WHAT THIS TASK INVOLVES: An exact reproduction is needed of every line from the beginning of the data down to and including the line that contains "Find the high-rise", minus the pictures.

==== MATERIAL FOR THIS TASK ====

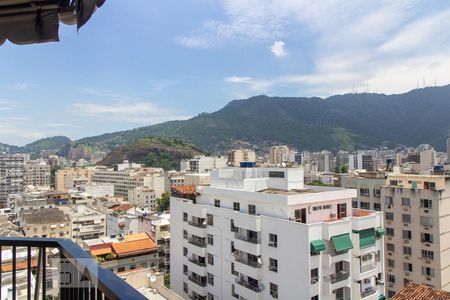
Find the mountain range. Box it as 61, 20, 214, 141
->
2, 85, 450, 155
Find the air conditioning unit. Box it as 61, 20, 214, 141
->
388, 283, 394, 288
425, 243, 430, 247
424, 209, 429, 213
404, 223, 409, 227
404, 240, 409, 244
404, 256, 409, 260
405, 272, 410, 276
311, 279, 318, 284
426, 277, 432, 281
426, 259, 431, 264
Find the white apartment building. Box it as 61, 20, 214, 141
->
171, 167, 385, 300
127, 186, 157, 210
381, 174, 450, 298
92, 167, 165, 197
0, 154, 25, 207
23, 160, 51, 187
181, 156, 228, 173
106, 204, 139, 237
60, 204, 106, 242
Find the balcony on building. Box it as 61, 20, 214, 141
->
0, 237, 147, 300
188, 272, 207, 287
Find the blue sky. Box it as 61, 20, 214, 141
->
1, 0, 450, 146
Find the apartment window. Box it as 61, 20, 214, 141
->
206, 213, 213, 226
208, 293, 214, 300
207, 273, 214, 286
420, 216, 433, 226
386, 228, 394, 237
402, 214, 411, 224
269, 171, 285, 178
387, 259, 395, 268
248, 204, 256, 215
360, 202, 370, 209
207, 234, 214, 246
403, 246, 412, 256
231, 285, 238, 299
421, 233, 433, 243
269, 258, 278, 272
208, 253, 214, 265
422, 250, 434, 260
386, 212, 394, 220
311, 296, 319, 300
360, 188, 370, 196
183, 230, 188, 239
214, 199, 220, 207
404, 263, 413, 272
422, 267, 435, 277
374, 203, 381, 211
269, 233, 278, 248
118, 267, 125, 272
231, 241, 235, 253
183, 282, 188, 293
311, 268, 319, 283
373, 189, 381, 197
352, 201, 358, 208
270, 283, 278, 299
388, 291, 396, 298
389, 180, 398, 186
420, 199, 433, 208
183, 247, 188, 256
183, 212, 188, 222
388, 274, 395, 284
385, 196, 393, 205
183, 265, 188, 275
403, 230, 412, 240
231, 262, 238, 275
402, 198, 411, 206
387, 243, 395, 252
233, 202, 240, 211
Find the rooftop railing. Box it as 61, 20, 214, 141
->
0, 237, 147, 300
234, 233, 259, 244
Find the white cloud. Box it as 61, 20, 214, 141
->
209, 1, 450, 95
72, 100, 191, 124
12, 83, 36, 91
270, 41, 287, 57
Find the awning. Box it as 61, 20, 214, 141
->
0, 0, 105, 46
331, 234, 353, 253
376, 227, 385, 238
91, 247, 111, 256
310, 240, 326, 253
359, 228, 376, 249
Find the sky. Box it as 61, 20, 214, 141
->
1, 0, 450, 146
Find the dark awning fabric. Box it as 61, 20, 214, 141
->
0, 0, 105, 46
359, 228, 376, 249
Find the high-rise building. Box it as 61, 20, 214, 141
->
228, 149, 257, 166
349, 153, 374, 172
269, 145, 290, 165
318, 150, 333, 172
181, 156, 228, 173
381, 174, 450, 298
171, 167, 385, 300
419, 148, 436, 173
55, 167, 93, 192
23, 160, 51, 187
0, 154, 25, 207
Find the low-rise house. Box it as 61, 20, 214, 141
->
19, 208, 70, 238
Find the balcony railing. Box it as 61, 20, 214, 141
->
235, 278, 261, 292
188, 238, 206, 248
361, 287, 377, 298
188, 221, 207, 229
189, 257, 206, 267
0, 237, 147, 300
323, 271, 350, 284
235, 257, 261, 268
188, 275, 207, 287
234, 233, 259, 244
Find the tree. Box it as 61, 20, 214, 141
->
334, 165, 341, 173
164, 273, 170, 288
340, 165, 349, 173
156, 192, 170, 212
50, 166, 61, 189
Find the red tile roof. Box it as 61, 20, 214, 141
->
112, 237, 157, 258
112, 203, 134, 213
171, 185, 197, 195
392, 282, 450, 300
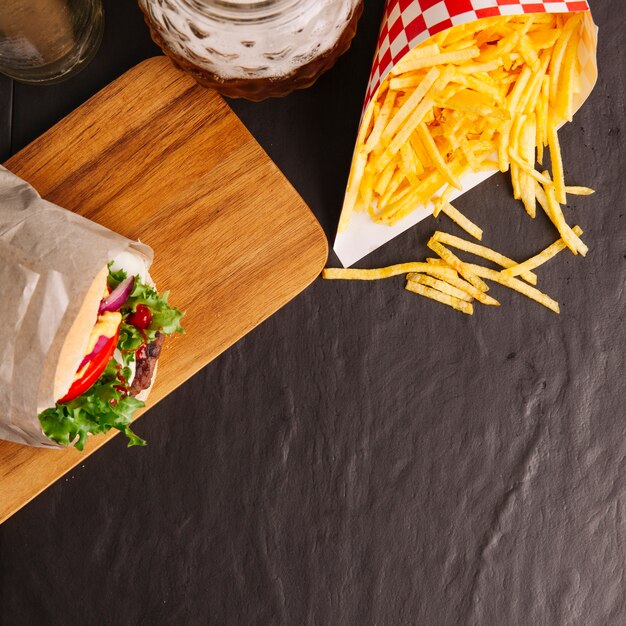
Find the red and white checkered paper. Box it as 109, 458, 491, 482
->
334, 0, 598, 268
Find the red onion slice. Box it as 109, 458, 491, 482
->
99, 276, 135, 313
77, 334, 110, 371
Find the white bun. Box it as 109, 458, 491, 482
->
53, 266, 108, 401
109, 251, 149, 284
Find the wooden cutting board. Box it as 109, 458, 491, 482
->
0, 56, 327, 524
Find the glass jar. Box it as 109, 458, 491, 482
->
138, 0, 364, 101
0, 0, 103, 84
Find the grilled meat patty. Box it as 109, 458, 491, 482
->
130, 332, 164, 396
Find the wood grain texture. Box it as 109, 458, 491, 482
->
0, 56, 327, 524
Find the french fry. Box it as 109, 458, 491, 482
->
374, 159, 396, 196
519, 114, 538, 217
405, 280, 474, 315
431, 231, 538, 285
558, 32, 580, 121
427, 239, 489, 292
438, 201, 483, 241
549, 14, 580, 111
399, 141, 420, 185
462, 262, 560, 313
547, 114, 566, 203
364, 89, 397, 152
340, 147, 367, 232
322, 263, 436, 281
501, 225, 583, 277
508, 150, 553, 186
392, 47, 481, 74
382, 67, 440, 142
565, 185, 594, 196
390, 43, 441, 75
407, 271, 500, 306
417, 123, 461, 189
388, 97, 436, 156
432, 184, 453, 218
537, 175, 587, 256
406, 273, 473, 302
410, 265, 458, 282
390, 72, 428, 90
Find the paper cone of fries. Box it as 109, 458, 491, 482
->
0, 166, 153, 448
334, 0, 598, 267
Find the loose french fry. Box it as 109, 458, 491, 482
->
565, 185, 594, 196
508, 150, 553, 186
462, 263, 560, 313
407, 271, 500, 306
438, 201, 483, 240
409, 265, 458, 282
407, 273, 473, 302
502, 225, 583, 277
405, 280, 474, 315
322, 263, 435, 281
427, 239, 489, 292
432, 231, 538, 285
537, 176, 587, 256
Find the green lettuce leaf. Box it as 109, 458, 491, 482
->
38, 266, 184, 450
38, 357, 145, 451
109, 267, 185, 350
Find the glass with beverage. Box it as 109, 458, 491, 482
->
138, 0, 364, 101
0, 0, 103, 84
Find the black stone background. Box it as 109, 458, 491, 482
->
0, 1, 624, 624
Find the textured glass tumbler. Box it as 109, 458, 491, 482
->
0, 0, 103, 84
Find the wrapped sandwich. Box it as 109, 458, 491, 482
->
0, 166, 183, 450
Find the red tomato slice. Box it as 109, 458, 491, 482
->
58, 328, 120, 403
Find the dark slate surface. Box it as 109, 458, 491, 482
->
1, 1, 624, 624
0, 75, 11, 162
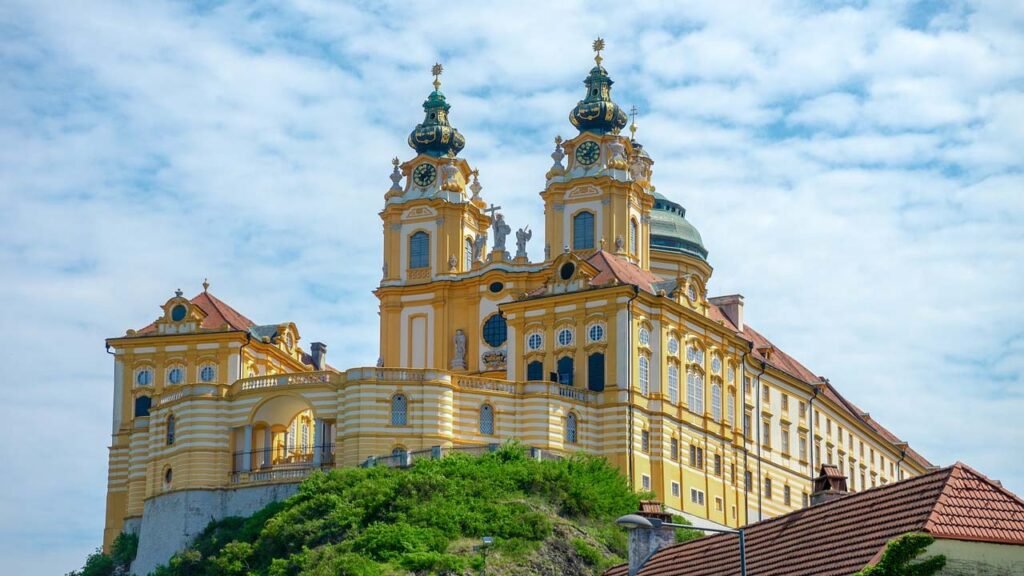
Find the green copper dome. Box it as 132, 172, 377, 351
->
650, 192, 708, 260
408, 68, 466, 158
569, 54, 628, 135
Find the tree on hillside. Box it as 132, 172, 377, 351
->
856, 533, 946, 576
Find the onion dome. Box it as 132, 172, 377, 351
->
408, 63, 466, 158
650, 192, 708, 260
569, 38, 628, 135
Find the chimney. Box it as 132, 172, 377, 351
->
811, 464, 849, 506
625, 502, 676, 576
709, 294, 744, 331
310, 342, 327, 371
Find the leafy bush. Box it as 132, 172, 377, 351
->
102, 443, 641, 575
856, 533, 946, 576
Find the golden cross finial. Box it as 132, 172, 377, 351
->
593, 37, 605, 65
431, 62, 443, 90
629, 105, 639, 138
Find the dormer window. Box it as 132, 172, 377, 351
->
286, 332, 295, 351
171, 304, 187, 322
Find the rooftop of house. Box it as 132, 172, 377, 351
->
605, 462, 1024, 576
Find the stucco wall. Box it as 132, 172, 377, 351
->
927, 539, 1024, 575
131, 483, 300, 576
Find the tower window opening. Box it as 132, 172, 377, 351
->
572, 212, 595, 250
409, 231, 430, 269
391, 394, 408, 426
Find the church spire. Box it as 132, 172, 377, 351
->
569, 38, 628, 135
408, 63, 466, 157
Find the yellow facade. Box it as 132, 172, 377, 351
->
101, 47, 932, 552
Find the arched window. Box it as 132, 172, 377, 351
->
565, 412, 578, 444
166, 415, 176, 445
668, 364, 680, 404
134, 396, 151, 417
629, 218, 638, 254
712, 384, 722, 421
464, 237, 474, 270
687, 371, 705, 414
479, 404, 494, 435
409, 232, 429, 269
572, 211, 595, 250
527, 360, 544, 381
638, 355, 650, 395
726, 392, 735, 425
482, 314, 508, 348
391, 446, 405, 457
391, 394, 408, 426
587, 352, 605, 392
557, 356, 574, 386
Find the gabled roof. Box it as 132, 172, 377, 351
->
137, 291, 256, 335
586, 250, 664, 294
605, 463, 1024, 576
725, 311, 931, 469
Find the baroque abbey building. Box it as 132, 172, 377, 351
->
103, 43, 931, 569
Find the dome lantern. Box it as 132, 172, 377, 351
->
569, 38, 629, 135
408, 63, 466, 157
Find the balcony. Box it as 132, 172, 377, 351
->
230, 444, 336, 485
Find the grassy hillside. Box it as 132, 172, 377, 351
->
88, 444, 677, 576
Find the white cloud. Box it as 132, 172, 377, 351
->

====

RESULT OF THE EXERCISE:
Find the mountain range. Box it as 61, 20, 214, 141
->
2, 85, 450, 155
Find the air conditioning unit. Box it as 61, 20, 214, 141
->
388, 283, 394, 288
425, 243, 430, 247
424, 209, 429, 213
404, 223, 409, 227
404, 240, 409, 244
404, 256, 409, 260
405, 272, 410, 276
311, 279, 318, 284
426, 277, 432, 281
426, 259, 431, 264
Find the white apartment building. Box it as 61, 20, 214, 141
->
171, 167, 385, 300
127, 186, 157, 210
381, 174, 450, 298
92, 167, 165, 197
0, 154, 25, 207
23, 160, 51, 187
181, 156, 228, 173
106, 204, 139, 237
60, 204, 106, 242
Find the balcony on building. Box it as 61, 20, 214, 141
->
0, 237, 147, 300
188, 272, 207, 287
Find the blue sky. Box it as 61, 20, 214, 141
->
1, 0, 450, 146
Find the apartment window. Box it as 61, 20, 214, 141
->
206, 213, 213, 226
208, 293, 214, 300
207, 273, 214, 286
420, 216, 433, 226
386, 228, 394, 237
402, 214, 411, 224
269, 171, 285, 178
387, 259, 395, 268
248, 204, 256, 215
360, 202, 370, 209
207, 234, 214, 246
403, 246, 412, 256
231, 285, 238, 299
421, 233, 433, 243
269, 258, 278, 272
208, 253, 214, 265
422, 250, 434, 260
386, 212, 394, 220
311, 296, 319, 300
360, 188, 370, 196
183, 230, 188, 239
214, 199, 220, 207
404, 263, 413, 272
422, 267, 435, 277
374, 203, 381, 211
269, 233, 278, 248
118, 267, 125, 272
231, 241, 235, 253
183, 282, 188, 293
311, 268, 319, 283
373, 189, 381, 197
352, 201, 358, 208
270, 283, 278, 299
388, 291, 396, 298
389, 180, 398, 186
420, 199, 433, 208
183, 247, 188, 256
183, 212, 188, 222
388, 274, 395, 284
385, 196, 393, 205
183, 265, 188, 275
403, 230, 412, 240
231, 262, 238, 275
402, 198, 411, 206
387, 243, 395, 252
233, 202, 240, 211
Find the rooftop railing. Box it as 61, 20, 214, 141
->
0, 237, 147, 300
234, 233, 259, 244
Find the white cloud. Box it as 61, 20, 214, 141
->
209, 1, 450, 95
72, 100, 191, 124
12, 83, 36, 91
270, 41, 287, 57
Find the awning. Box it as 61, 20, 214, 141
->
0, 0, 105, 46
331, 234, 353, 253
376, 227, 385, 238
91, 247, 111, 256
310, 240, 326, 253
359, 228, 376, 249
Find the sky. Box it as 61, 20, 214, 141
->
1, 0, 450, 146
Find the dark awning fabric. Box it as 61, 20, 214, 141
->
0, 0, 105, 46
359, 228, 376, 249
Find the high-rise building. Box it as 61, 20, 214, 141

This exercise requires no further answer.